Enis Soztutar created PHOENIX-2892:
--------------------------------------
Summary: Scan for pre-warming the block cache for 2ndary index
should be removed
Key: PHOENIX-2892
URL: https://issues.apache.org/jira/browse/PHOENIX-2892
Project: Phoenix
Issue Type: Bug
Reporter: Enis Soztutar
Assignee: Enis Soztutar
Fix For: 4.8.0
We have run into an issue in a mid-sized cluster with secondary indexes. The
problem is that all handlers for doing writes were blocked waiting on a single
scan from the secondary index to complete for > 5mins, thus causing all
incoming RPCs to timeout and causing write un-availability and further problems
(disabling the index, etc). We've taken jstack outputs continuously from the
servers to understand what is going on.
In the jstack outputs from that particular server, we can see three types of
stacks (this is raw jstack so the thread names are not there unfortunately).
- First, there are a lot of threads waiting for the MVCC transactions started
previously:
{code}
Thread 15292: (state = BLOCKED)
- java.lang.Object.wait(long) @bci=0 (Compiled frame; information may be
imprecise)
-
org.apache.hadoop.hbase.regionserver.MultiVersionConsistencyControl.waitForPreviousTransactionsComplete(org.apache.hadoop.hbase.regionserver.MultiVersionConsistencyControl$WriteEntry)
@bci=86, line=253 (Compiled frame)
-
org.apache.hadoop.hbase.regionserver.MultiVersionConsistencyControl.completeMemstoreInsertWithSeqNum(org.apache.hadoop.hbase.regionserver.MultiVersionConsistencyControl$WriteEntry,
org.apache.hadoop.hbase.regionserver.SequenceId) @bci=29, line=135 (Compiled
frame)
-
org.apache.hadoop.hbase.regionserver.HRegion.doMiniBatchMutation(org.apache.hadoop.hbase.regionserver.HRegion$BatchOperationInProgress)
@bci=1906, line=3187 (Compiled frame)
-
org.apache.hadoop.hbase.regionserver.HRegion.batchMutate(org.apache.hadoop.hbase.regionserver.HRegion$BatchOperationInProgress)
@bci=79, line=2819 (Compiled frame)
-
org.apache.hadoop.hbase.regionserver.HRegion.batchMutate(org.apache.hadoop.hbase.client.Mutation[],
long, long) @bci=12, line=2761 (Compiled frame)
-
org.apache.hadoop.hbase.regionserver.RSRpcServices.doBatchOp(org.apache.hadoop.hbase.protobuf.generated.ClientProtos$RegionActionResult$Builder,
org.apache.hadoop.hbase.regionserver.Region,
org.apache.hadoop.hbase.quotas.OperationQuota, java.util.List,
org.apache.hadoop.hbase.CellScanner) @bci=150, line=692 (Compiled frame)

→ **Data shown**

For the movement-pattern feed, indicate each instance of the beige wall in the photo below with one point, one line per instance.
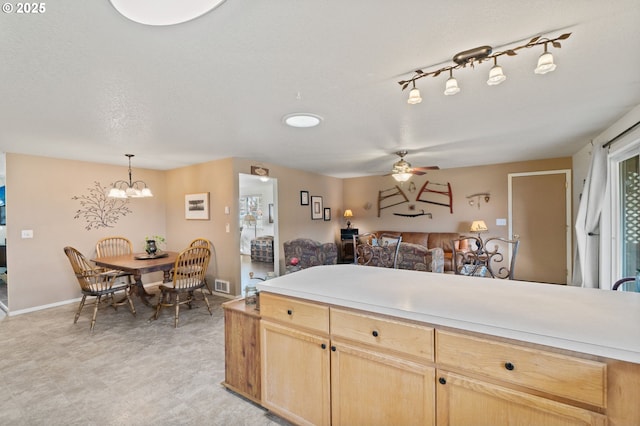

→ **Problems**
[A] In the Phoenix issue report, list every source line number cited in the stack frames.
[B] Pick up the Phoenix issue report right after its last stack frame and continue writing it.
The material can be set aside; nothing here depends on it.

→ **Exercise results**
[A] 253, 135, 3187, 2819, 2761, 692

[B]
-
org.apache.hadoop.hbase.regionserver.RSRpcServices.doNonAtomicRegionMutation(org.apache.hadoop.hbase.regionserver.Region,
org.apache.hadoop.hbase.quotas.OperationQuota,
org.apache.hadoop.hbase.protobuf.generated.ClientProtos$RegionAction,
org.apache.hadoop.hbase.CellScanner,
org.apache.hadoop.hbase.protobuf.generated.ClientProtos$RegionActionResult$Builder,
java.util.List, long) @bci=547, line=654 (Compiled frame)
-
org.apache.hadoop.hbase.regionserver.RSRpcServices.multi(com.google.protobuf.RpcController,
org.apache.hadoop.hbase.protobuf.generated.ClientProtos$MultiRequest)
@bci=407, line=2032 (Compiled frame)
-
org.apache.hadoop.hbase.protobuf.generated.ClientProtos$ClientService$2.callBlockingMethod(com.google.protobuf.Descriptors$MethodDescriptor,
com.google.protobuf.RpcController, com.google.protobuf.Message) @bci=167,
line=32213 (Compiled frame)
-
org.apache.hadoop.hbase.ipc.RpcServer.call(com.google.protobuf.BlockingService,
com.google.protobuf.Descriptors$MethodDescriptor, com.google.protobuf.Message,
org.apache.hadoop.hbase.CellScanner, long,
org.apache.hadoop.hbase.monitoring.MonitoredRPCHandler) @bci=59, line=2114
(Compiled frame)
- org.apache.hadoop.hbase.ipc.CallRunner.run() @bci=345, line=101 (Compiled
frame)
-
org.apache.hadoop.hbase.ipc.RpcExecutor.consumerLoop(java.util.concurrent.BlockingQueue)
@bci=54, line=130 (Compiled frame)
- org.apache.hadoop.hbase.ipc.RpcExecutor$1.run() @bci=20, line=107
(Interpreted frame)
- java.lang.Thread.run() @bci=11, line=745 (Interpreted frame)
{code}
The way MVCC works is that it assumes that transactions are short living, and
it guarantees that transactions are committed in strict serial order.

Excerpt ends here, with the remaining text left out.